(Stored data entries)
-------------------------

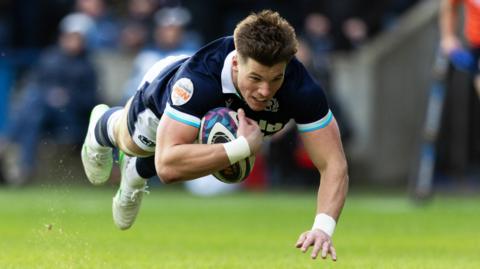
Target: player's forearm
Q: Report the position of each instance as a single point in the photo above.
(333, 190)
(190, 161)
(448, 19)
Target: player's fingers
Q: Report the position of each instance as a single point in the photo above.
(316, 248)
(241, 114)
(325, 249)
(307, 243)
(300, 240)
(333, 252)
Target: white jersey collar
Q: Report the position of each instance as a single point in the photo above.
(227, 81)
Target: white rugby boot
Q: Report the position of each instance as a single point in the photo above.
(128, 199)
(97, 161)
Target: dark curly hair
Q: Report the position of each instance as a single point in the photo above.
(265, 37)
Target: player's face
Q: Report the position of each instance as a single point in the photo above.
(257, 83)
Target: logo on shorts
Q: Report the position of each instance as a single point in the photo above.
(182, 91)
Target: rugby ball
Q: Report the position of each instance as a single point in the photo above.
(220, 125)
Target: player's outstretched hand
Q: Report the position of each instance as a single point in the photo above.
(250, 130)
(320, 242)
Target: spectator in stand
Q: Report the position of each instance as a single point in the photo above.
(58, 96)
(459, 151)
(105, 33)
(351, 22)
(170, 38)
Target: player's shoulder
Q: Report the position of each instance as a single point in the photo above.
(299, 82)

-------------------------

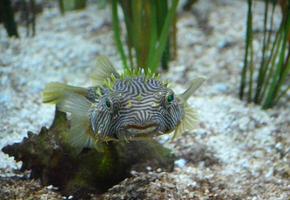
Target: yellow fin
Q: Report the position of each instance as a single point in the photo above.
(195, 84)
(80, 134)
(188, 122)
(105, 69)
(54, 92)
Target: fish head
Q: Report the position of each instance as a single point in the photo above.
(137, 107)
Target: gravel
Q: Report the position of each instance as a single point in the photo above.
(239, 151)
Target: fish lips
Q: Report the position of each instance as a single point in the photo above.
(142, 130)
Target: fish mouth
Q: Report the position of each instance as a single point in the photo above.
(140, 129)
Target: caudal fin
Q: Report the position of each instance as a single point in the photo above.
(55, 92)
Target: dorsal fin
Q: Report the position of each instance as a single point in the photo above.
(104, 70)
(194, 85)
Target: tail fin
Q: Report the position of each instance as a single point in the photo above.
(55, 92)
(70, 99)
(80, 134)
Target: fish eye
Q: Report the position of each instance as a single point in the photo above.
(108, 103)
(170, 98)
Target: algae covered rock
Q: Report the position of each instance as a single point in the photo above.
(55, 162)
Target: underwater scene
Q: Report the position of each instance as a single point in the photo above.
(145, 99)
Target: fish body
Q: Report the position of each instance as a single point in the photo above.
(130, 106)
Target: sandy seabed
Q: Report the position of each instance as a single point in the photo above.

-------------------------

## What is being asked
If a line of the entries holds the word "rugby", copy it out.

## Expected answer
Target: white rugby boot
Target: rugby ball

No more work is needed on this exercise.